» **Texte source**:
Figure 3 – Autel de la chapelle des deux Saint-Jean de la cathédrale Sainte-Cécile.

15Loin de se contenter de parachever le chantier de décoration de la chapelle Notre-Dame, Charles Le Goux de la Berchère réaménagea l’ancien logis seigneurial regardant vers le Tarn. L’aile nord fut ainsi transformée afin d’y aménager des logements destinés à recevoir dignement les évêques de la province ecclésiastique d’Albi. Cette aile fut désormais désignée sous le nom d’« aile des suffragants ». Mais le deuxième archevêque d’Albi, issu d’une famille bourguignonne de parlementaires n’oublia pas sa cathédrale. Parfait exemple de pasteur tridentin et prélat de la Réforme catholique il s’attacha à mettre en pratique les décisions du concile. Souhaitant adapter l’église mère du diocèse, du point de vue pastoral et liturgique, en accordant une place plus importante aux laïcs, il fut à l’initiative de la transformation de l’ancienne salle capitulaire en chapelle dédiée à saint Clair. Participant de la profonde réflexion menée alors en France sur les espaces sacrés il fut, en accord avec son chapitre, à l’origine d’une solution tout à fait originale. Conscient de l’attachement du clergé cathédral à l’ordre traditionnel, il fit le choix de la conservation du chœur clos et du jubé, préférant offrir un nouvel espace, à l’extrémité occidentale de la cathédrale, doté d’un autel visible par tous, répondant aux attentes des fidèles. Il fit transporter sur l’autel de la nouvelle chapelle le tabernacle en bois doré, que Monseigneur de Daillon avait eu tant de mal à imposer sur l’autel majeur et y localisa les expositions du Saint-Sacrement.
16Salle basse du clocher, la salle capitulaire n’était jusqu’alors mise en communication avec la nef que par une étroite ouverture qu’il fallut agrandir en mutilant le Jugement dernier de Louis Ier d’Amboise. Le percement de l’épaisse maçonnerie de brique de 3,17 mètres intervint en 1692. Une grande arche, haute de dix mètres et d’une largeur de 4 m 50, fut ménagée, bordée côté nef par une arcade en plein cintre à claveaux de pierre, avec à la clé les armes de l’archevêque. L’espace de la nouvelle chapelle mesurant 7 m 15 de côté, couvert d’une croisée d’ogives, dont la clé culminait à plus de treize mètres, reçut une décoration peinte. Pour la réalisation de cette dernière le choix de l’archevêque se porta sur Jacques Buscaillet, prêtre et bénéficier du chapitre cathédral, mais qui exerçait aussi le métier de peintre. Ce choix interroge car Buscaillet ne se signalait pas par ses qualités artistiques. Charles Portal qualifiait d’ailleurs en 1925 d’« horrible toile » un grand tableau peint par l’artiste à la demande des consuls d’Albi à l’occasion de la paix d’Utrecht en 171319. On s’étonne que Rousselet n’ait pas plutôt été sollicité. Deux raisons peuvent être avancées. Notre ecclésiastique avait sans doute pris la succession des frères Bourdelet comme peintre du chapitre. Nicolas Bourdelet décède en effet en 1696 et Innocent s’éteint le 30 septembre 169920, l’année même du début de l’exécution des peintures de la chapelle Saint-Clair. Par ailleurs, Buscaillet était sans doute un bon connaisseur des décors peints renaissants de la cathédrale, ce qui allait se révéler un précieux atout. Il est d’ailleurs probable que c’est cet artiste qui fut chargé de la restauration des décors de la chapelle des Saints-Pierre-et-Paul, demandée par l’archevêque à la suite de sa visite pastorale de la cathédrale le 5 mars 1698. Le procès-verbal de cette visite nous apprend que le mur nord y était salpêtré, nécessitant la réfection d’une partie de l’enduit et des décors peints21.

» **Lignes de données**:
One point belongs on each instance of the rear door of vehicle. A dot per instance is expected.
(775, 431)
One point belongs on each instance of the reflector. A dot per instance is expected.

» **Exercices à faire**:
[a] Répondez à ces questions d'après l'extrait sur la chapelle Saint-Clair :
(i) Quel nom fut désormais donné à l'aile nord du logis seigneurial ?
(ii) En quelle année intervint le percement de l'épaisse maçonnerie de brique ?
(iii) À quelle date l'archevêque fit-il sa visite pastorale de la cathédrale ?
[b] Reprenez l'extrait sur la chapelle Saint-Clair là où il s'arrête et poursuivez-le.
Le matériel qui précède est sans rapport avec l'extrait sur la chapelle Saint-Clair.

» **Réponses dans l'ordre**:
[a]
(i) L'« aile des suffragants ».
(ii) En 1692.
(iii) Le 5 mars 1698.

[b]
17L’exécution des peintures de la chapelle Saint-Clair se déroula entre 1699 et 1702. Des millésimes insérés dans les décors par le peintre datent précisément l’ouvrage. Deux candélabres de la voûte portent le millésime 1699, quatre phylactères peints à la retombée des voûtains sont meublés de l’inscription : BVSCAILET / SACERDOS VICARIVS / HVIVS EGO / DELINEAVIT / FECIT INVENIT / ET PINXIT. 1700. Enfin deux cartouches présents à la base du berceau de l’arc d’entrée de la chapelle se parent du millésime 1702. Comme on peut en juger, Jacques Buscaillet tint à laisser une trace de la paternité des décors, en spécifiant d’ailleurs qu’il n’était pas seulement l’exécuteur, mais également le concepteur de l’ensemble et le créateur des cartons. Ce n’est pas un hasard si le peintre choisira plus tard d’élire sépulture devant la chapelle. Décédé le 24 décembre 1734 à l’âge de quatre-vingt-deux ans, son corps fut enterré le 26 du même mois « après la grande messe (…) au fond de la nef vis à vis le milieu du degré de la chapelle de Saint Clair »22.
18L’espace de l’ancienne salle capitulaire n’était pas encore consacré au légendaire premier évêque de la cité, puisque le tibia de la jambe gauche du saint (de 25 centimètres), venu de Bordeaux, ne fut accueilli en grande pompe que les 21 et 22 septembre 1700. La chapelle possédait déjà un retable de menuiserie. Il avait été confectionné en 1693 par un artisan local, d’après un dessin venu de Paris. L’archevêque avait tenu pour cet élément à s’adresser à un artiste de la capitale. Une grande toile vint tardivement compléter ce retable.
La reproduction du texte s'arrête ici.